Photo object pointing records
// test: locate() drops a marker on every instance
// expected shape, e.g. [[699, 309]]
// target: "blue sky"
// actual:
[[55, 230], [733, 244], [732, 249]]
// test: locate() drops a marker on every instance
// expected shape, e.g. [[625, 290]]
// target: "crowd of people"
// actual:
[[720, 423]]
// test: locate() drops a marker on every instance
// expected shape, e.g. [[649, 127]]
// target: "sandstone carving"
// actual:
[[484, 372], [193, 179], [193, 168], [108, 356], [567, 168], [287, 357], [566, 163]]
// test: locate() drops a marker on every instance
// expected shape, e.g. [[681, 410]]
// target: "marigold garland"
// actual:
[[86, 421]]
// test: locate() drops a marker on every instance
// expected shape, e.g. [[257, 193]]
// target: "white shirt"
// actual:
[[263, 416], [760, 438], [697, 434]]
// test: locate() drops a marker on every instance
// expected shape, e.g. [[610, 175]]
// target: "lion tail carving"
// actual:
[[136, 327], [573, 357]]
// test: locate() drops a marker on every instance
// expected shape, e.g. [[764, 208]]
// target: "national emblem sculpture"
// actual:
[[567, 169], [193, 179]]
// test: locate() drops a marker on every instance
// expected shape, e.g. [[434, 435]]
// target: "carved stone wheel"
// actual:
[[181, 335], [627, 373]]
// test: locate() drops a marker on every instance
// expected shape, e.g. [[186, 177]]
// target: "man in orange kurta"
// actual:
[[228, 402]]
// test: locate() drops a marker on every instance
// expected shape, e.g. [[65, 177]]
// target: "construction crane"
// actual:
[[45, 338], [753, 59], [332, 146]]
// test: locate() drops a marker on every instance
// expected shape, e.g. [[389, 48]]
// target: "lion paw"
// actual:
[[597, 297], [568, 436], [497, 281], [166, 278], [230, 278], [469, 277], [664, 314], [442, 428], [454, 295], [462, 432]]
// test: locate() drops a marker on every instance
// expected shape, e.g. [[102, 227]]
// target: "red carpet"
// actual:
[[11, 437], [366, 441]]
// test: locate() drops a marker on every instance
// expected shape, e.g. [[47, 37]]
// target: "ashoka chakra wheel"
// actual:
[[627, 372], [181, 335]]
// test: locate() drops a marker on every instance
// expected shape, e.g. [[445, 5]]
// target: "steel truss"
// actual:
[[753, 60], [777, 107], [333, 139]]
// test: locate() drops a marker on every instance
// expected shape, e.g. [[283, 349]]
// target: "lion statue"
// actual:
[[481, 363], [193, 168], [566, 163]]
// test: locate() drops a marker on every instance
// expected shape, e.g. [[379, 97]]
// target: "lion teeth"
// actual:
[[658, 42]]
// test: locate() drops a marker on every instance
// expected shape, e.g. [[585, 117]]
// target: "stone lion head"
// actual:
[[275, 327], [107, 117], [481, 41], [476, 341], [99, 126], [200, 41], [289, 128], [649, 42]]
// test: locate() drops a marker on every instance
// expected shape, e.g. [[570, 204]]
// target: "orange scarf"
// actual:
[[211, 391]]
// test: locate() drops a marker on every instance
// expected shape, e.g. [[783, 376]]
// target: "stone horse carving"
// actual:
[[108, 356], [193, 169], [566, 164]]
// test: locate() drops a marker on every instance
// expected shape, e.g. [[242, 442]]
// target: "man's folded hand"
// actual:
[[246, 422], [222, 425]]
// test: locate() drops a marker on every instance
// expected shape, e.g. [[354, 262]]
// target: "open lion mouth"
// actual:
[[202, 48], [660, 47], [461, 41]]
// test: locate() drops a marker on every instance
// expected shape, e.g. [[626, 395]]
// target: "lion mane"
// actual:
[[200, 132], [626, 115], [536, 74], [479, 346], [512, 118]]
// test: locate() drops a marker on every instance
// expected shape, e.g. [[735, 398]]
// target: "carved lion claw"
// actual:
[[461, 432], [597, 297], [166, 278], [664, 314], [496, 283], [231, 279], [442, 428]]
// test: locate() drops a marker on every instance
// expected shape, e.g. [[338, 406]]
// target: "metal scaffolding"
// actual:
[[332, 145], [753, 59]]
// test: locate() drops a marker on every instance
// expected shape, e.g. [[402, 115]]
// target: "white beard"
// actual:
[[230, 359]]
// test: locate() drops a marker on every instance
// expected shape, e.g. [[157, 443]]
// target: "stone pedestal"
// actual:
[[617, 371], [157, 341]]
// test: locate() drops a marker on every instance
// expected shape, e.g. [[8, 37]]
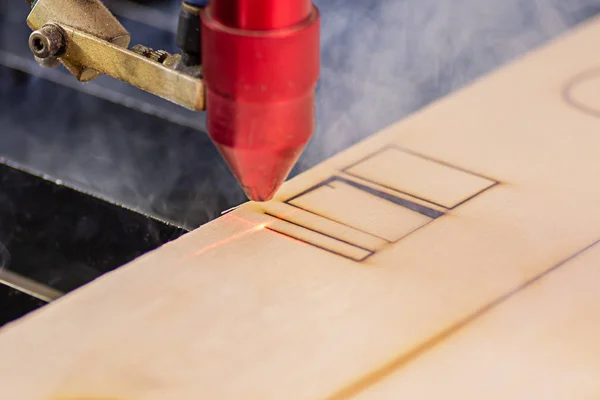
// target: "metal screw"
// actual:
[[47, 42], [155, 55]]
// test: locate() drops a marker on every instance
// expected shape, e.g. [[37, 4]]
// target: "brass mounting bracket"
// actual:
[[88, 40]]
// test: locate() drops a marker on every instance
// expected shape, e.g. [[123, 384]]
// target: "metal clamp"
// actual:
[[88, 40]]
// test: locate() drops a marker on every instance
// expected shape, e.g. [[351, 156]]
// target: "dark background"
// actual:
[[381, 60]]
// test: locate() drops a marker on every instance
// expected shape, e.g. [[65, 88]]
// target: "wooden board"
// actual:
[[452, 254]]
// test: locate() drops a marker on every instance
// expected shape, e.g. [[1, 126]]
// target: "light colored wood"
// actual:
[[237, 310]]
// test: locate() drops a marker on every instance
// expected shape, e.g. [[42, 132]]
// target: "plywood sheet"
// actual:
[[361, 266]]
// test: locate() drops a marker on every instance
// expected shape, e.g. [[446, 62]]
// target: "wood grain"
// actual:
[[237, 309]]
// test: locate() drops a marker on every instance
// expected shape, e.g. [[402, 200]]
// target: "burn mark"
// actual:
[[493, 182], [370, 253]]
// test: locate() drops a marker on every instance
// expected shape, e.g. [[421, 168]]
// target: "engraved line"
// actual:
[[386, 370], [339, 222], [419, 208]]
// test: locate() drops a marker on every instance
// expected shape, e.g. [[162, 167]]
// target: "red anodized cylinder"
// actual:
[[261, 66]]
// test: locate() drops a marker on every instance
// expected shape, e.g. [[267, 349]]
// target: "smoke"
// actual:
[[384, 59], [381, 60]]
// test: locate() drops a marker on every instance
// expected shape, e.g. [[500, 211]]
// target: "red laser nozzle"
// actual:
[[261, 66]]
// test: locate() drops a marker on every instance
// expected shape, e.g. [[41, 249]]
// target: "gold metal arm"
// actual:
[[88, 40]]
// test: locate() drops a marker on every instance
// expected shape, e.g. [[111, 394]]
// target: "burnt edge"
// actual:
[[419, 208], [371, 252]]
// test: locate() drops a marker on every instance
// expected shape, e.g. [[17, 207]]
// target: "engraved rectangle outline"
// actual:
[[359, 246], [493, 182], [421, 209]]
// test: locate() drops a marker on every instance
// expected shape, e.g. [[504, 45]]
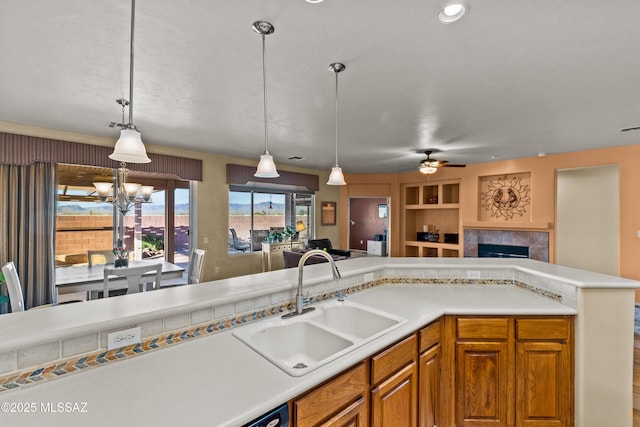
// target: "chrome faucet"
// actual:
[[300, 300]]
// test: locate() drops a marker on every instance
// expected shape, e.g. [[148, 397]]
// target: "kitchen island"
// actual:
[[217, 380]]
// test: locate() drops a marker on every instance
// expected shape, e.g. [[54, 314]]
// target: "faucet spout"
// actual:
[[299, 298]]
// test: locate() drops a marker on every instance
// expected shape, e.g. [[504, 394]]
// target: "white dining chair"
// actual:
[[196, 263], [136, 281], [13, 286], [100, 257], [194, 272]]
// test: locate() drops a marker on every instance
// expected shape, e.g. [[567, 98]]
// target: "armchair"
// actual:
[[325, 244]]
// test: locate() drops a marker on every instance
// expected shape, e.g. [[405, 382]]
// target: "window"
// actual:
[[256, 216], [158, 229]]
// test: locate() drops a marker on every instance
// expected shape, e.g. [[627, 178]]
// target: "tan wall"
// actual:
[[587, 218], [543, 193]]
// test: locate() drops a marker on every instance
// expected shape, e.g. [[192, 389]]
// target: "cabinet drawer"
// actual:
[[393, 359], [313, 407], [429, 336], [483, 328], [549, 329]]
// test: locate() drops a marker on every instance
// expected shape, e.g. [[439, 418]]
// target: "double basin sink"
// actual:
[[300, 344]]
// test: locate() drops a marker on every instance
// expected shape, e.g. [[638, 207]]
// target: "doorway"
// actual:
[[368, 220]]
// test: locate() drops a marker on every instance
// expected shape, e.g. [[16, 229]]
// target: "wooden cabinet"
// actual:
[[470, 371], [544, 372], [394, 375], [483, 362], [510, 371], [342, 401], [429, 376], [435, 203]]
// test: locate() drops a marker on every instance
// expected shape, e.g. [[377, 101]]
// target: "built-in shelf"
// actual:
[[435, 204], [504, 225]]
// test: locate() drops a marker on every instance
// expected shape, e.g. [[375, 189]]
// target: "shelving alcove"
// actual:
[[435, 203]]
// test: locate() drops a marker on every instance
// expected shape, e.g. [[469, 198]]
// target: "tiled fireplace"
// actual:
[[536, 241]]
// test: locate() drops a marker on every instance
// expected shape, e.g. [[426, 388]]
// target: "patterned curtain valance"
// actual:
[[24, 150]]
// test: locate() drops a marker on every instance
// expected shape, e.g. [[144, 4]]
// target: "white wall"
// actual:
[[587, 218]]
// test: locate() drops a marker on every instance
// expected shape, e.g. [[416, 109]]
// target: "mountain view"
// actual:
[[74, 208]]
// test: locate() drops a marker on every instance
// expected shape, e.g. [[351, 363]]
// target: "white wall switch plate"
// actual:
[[123, 338], [473, 274]]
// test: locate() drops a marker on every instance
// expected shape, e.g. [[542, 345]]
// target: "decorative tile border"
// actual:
[[99, 358]]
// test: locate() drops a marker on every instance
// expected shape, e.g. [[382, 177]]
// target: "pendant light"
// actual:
[[336, 177], [129, 147], [266, 166]]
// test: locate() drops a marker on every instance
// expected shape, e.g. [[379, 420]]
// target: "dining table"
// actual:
[[84, 278]]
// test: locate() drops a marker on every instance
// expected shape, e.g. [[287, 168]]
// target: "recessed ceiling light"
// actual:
[[451, 13]]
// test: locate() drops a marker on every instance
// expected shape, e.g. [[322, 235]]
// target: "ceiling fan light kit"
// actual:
[[336, 177], [266, 167], [429, 166], [451, 12]]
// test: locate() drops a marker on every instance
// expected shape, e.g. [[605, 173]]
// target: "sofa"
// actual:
[[292, 258]]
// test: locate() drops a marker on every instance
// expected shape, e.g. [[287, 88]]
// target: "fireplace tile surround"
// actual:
[[537, 241]]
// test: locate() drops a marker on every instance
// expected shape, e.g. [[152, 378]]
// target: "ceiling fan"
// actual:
[[430, 165]]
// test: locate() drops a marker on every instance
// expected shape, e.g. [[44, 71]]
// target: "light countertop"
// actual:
[[218, 381]]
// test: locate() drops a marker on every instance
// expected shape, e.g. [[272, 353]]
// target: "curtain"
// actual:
[[27, 227]]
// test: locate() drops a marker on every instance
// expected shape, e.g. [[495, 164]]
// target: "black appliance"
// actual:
[[428, 237], [278, 417], [451, 238]]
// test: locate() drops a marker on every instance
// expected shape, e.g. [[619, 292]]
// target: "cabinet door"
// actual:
[[354, 415], [334, 401], [394, 401], [482, 384], [429, 385], [543, 384]]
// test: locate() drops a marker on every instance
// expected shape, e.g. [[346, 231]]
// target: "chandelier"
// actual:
[[127, 194]]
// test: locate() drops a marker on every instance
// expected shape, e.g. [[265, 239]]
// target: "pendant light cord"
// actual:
[[336, 118], [133, 14], [264, 86]]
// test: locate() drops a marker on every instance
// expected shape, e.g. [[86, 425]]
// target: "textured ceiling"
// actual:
[[511, 79]]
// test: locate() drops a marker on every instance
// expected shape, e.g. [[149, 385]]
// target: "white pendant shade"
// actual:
[[266, 167], [129, 148], [336, 177]]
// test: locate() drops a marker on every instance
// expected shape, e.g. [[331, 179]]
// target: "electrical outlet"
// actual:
[[123, 338], [473, 274]]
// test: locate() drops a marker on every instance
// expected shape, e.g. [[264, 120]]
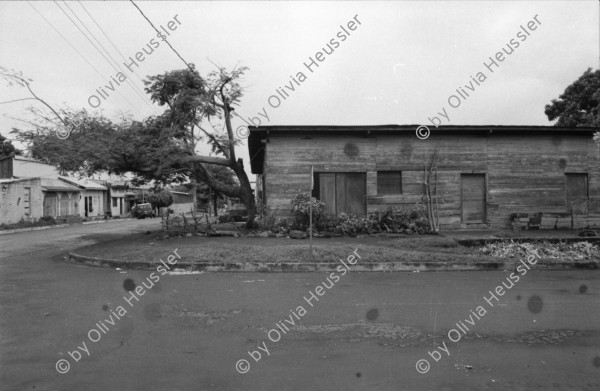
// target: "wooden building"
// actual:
[[487, 176]]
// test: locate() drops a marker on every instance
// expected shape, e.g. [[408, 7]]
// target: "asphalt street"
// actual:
[[367, 331]]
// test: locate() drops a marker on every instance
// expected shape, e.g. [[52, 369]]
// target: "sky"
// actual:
[[398, 63]]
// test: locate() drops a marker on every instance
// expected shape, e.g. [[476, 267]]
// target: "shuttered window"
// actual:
[[389, 182]]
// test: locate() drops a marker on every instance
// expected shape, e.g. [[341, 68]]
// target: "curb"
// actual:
[[331, 266], [11, 231]]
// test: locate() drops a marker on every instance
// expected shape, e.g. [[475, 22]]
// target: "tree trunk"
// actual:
[[215, 198]]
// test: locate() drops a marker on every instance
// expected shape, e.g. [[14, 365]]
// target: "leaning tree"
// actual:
[[162, 148]]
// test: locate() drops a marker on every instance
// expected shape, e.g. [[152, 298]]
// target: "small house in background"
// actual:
[[25, 167], [92, 196], [487, 176], [61, 199], [183, 200], [21, 199]]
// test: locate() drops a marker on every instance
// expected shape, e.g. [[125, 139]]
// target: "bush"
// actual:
[[301, 203]]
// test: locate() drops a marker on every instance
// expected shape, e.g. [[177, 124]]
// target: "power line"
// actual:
[[129, 82], [67, 41], [95, 47], [165, 38], [72, 47], [108, 38], [133, 86]]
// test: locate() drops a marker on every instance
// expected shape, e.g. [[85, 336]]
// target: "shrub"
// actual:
[[301, 203]]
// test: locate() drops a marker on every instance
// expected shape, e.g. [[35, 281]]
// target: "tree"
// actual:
[[207, 194], [13, 77], [7, 148], [160, 148], [579, 105]]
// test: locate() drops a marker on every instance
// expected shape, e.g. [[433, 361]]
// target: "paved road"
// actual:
[[367, 332]]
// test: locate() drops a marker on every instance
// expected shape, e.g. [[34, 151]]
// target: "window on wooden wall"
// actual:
[[576, 187], [389, 182]]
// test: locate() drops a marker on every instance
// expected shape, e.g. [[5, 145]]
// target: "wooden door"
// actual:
[[473, 198], [577, 193], [343, 193], [50, 204], [327, 192], [355, 193]]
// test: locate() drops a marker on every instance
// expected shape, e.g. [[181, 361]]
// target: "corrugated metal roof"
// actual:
[[259, 133], [55, 184], [83, 183]]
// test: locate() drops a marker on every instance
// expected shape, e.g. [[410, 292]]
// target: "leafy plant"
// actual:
[[301, 204]]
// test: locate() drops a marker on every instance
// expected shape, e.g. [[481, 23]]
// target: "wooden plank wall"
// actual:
[[525, 174]]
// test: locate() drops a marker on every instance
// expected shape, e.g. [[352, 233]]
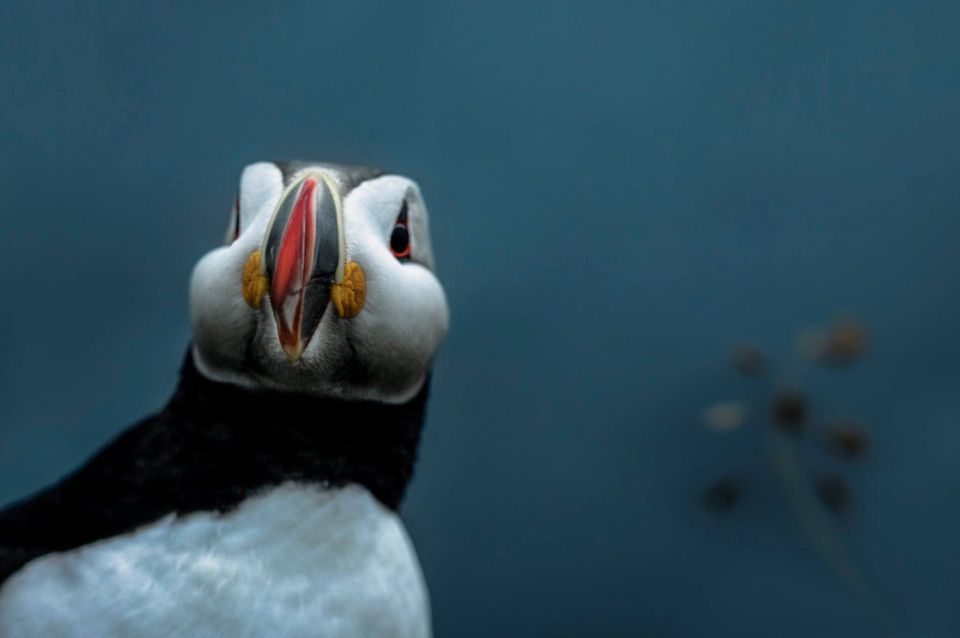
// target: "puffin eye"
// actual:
[[400, 237], [233, 230]]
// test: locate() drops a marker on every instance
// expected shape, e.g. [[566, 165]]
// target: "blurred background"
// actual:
[[620, 194]]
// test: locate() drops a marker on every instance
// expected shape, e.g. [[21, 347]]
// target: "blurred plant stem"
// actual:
[[819, 528]]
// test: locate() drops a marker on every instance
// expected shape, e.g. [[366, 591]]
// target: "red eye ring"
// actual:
[[400, 236]]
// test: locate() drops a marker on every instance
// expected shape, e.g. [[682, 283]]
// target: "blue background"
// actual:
[[619, 192]]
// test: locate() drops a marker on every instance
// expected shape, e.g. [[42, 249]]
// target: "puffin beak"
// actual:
[[302, 253]]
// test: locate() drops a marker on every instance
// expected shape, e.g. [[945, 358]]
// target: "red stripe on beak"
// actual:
[[292, 269]]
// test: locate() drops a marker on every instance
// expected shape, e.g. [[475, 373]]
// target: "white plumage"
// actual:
[[296, 561]]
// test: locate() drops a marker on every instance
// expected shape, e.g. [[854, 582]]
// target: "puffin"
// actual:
[[262, 500]]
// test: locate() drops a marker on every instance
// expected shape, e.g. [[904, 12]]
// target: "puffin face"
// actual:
[[325, 286]]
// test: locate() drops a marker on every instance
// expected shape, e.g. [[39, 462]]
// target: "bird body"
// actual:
[[295, 560], [261, 501]]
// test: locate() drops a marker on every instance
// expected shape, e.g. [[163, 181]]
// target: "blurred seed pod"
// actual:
[[849, 441], [790, 411], [723, 494], [834, 493], [726, 415], [845, 342], [749, 359]]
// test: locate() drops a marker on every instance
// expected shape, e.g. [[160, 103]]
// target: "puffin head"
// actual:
[[325, 286]]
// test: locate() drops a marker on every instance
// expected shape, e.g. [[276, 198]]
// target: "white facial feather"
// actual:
[[383, 354], [296, 561]]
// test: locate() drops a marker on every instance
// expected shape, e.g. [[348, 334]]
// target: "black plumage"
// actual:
[[210, 448]]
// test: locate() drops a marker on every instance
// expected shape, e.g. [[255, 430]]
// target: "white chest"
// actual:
[[295, 561]]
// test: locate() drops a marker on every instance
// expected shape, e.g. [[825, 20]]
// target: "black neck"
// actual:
[[267, 437], [212, 447]]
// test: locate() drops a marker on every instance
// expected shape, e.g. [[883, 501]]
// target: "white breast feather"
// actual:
[[296, 561]]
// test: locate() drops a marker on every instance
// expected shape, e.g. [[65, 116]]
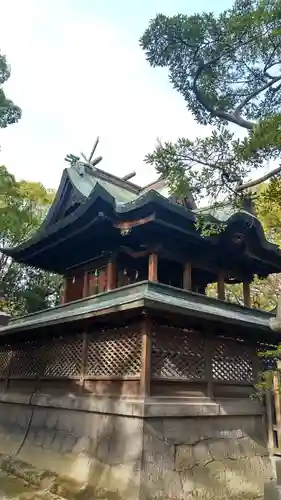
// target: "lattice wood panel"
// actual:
[[114, 353], [5, 359], [178, 354], [62, 358], [25, 361], [232, 361]]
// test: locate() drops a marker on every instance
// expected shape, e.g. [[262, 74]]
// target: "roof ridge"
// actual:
[[107, 176]]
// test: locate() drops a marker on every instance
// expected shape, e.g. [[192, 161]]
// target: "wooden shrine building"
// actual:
[[135, 334]]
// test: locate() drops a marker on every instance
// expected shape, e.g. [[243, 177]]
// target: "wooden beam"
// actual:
[[187, 282], [152, 267], [111, 275], [86, 284], [247, 293], [145, 375], [221, 287]]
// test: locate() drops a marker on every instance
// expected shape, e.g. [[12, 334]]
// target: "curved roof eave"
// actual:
[[98, 192]]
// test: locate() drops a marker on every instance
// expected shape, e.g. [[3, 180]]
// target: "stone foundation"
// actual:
[[136, 449]]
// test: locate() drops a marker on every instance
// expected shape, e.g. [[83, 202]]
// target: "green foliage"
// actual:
[[23, 205], [228, 70], [209, 166], [9, 112]]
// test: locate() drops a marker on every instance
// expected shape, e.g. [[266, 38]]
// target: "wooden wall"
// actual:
[[141, 359]]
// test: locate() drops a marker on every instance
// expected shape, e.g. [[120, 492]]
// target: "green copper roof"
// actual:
[[148, 295], [86, 183]]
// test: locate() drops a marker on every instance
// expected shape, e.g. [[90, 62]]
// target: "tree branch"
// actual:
[[238, 109], [255, 182]]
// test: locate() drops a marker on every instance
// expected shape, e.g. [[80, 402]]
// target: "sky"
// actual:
[[77, 72]]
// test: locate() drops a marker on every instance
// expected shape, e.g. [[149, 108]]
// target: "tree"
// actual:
[[228, 70], [9, 112], [23, 205], [264, 292]]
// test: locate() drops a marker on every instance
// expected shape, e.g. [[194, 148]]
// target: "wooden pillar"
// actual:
[[221, 287], [145, 375], [84, 360], [208, 354], [152, 267], [86, 284], [64, 291], [276, 392], [247, 293], [187, 283], [111, 275]]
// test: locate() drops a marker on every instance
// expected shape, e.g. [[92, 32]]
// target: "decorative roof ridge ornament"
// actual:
[[88, 165], [275, 323]]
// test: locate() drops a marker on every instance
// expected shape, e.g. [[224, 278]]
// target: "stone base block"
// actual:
[[130, 457]]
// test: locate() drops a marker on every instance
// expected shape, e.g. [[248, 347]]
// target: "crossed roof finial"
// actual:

## Exercise prompt
Edit the lines starting at the first one and ending at the one containing "[[55, 230], [733, 244], [732, 249]]": replace "blue sky" with "open sky" and keep everything else unchanged. Output only those lines.

## Answer to the exercise
// test: locate() drops a marker on every instance
// expected shape, e.g. [[699, 309]]
// target: "open sky"
// actual:
[[55, 230], [733, 244], [732, 249]]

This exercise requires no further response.